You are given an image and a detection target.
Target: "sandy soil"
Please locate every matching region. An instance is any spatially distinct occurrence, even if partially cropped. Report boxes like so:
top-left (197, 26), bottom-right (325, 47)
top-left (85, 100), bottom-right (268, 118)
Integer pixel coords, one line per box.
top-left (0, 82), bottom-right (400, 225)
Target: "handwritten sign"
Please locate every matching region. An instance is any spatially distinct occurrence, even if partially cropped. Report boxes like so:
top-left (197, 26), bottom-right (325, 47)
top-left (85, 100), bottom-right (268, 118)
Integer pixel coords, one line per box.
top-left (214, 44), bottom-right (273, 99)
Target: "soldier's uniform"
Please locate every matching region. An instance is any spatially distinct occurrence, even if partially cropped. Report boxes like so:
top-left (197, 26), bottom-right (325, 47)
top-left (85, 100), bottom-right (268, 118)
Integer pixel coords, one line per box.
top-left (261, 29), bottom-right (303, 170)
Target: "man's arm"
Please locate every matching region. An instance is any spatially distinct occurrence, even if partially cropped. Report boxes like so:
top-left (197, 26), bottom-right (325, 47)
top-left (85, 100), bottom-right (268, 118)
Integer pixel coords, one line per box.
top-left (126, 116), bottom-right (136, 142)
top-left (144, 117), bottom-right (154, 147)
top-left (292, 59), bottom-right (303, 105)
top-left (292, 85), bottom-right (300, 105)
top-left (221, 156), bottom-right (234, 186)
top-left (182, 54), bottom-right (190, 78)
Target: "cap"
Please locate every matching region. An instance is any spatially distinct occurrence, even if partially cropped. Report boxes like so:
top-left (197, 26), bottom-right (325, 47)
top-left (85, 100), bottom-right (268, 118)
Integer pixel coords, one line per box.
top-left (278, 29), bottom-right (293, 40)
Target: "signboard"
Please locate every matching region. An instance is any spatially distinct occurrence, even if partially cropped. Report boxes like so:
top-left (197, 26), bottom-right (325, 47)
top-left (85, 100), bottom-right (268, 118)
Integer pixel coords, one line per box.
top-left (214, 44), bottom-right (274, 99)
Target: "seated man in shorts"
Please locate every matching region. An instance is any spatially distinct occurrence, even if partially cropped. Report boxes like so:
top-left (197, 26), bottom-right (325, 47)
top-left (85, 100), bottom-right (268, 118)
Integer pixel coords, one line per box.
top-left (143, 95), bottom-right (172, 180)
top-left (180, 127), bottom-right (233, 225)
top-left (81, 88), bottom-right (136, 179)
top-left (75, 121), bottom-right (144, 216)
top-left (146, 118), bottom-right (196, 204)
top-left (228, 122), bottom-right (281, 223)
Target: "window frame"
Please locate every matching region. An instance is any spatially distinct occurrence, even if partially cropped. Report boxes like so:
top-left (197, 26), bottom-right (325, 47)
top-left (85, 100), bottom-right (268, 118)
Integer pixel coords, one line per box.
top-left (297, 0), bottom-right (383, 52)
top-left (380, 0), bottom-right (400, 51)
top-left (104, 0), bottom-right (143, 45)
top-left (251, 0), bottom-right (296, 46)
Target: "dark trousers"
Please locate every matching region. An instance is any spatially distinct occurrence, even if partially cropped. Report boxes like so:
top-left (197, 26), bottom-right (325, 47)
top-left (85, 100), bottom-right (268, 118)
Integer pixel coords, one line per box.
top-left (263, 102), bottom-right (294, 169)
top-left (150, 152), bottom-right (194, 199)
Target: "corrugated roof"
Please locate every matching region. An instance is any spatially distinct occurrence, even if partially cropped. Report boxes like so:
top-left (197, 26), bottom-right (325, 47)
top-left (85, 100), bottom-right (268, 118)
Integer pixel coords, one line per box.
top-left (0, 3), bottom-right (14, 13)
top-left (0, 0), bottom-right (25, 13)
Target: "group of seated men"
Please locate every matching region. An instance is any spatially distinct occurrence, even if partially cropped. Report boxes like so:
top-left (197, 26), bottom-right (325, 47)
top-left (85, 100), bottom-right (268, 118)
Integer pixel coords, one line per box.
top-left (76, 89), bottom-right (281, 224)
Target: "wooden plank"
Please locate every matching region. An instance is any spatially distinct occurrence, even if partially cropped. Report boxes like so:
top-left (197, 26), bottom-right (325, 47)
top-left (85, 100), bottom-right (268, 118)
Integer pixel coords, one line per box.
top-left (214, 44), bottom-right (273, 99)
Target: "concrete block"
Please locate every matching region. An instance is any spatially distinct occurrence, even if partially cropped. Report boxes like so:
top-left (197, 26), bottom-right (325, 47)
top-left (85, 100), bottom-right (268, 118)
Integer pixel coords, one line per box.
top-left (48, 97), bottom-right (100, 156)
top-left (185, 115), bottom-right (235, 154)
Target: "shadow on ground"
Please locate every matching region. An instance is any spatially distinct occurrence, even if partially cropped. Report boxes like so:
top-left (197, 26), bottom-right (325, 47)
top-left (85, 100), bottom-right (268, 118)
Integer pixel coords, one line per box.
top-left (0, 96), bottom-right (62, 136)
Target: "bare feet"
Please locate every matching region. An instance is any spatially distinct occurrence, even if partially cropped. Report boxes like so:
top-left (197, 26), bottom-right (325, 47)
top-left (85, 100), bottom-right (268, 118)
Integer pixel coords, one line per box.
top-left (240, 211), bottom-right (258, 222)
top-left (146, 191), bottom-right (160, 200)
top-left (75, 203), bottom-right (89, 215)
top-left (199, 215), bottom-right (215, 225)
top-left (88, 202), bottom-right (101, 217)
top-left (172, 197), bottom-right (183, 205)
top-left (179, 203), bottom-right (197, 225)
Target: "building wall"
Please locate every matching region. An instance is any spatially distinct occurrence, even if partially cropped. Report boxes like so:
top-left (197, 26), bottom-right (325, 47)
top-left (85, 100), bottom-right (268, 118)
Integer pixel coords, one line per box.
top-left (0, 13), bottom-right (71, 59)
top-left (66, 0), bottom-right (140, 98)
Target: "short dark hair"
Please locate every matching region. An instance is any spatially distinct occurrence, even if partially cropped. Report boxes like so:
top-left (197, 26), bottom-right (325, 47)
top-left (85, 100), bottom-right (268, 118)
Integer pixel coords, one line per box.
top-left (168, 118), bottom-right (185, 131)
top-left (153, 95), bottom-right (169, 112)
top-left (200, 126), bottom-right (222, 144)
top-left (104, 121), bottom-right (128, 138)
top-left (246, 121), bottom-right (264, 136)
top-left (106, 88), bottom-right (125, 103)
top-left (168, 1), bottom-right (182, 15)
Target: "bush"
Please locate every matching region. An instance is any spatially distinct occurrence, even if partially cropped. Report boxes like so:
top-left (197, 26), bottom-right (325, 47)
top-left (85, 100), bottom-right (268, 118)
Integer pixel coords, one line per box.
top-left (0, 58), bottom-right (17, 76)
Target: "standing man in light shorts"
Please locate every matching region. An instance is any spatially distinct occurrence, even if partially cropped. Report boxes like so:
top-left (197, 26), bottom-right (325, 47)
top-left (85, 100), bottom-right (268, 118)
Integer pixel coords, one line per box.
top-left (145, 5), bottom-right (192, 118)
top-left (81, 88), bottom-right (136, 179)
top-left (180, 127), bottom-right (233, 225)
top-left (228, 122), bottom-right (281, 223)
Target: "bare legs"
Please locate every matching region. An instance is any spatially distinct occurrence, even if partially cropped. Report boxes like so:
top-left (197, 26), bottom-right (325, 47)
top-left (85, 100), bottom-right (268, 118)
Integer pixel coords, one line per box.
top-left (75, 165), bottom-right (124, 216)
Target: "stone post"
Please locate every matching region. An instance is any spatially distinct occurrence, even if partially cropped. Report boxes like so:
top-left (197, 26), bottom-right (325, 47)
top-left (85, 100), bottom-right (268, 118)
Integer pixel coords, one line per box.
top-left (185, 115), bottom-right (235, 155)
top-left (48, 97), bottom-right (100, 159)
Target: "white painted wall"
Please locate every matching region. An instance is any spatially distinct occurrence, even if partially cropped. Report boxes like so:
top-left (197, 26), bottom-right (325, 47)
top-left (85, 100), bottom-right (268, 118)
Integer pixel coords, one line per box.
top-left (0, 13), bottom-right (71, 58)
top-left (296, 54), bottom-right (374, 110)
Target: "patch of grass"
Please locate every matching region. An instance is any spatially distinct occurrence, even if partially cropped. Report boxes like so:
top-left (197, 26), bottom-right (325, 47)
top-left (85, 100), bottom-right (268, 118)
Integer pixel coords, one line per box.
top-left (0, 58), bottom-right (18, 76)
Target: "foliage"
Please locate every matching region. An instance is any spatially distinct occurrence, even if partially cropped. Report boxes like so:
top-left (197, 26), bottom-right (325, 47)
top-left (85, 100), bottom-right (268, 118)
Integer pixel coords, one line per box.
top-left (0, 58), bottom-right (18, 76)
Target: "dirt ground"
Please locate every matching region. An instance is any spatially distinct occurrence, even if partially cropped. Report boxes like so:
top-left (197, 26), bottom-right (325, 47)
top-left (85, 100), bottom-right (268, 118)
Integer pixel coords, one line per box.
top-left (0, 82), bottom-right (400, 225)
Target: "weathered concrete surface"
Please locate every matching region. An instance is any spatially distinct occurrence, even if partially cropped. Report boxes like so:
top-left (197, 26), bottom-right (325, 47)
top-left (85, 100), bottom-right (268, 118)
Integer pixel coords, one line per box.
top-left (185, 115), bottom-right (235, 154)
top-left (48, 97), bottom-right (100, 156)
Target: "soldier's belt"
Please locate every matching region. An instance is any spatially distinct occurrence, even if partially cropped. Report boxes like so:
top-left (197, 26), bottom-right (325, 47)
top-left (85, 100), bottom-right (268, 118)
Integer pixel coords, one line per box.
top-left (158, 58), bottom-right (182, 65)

**REQUIREMENT:** Pick out every line in the items above that contains the string "concrete", matching case exactly.

**TASK OUTPUT:**
Target: "concrete block"
Target: "weathered concrete surface"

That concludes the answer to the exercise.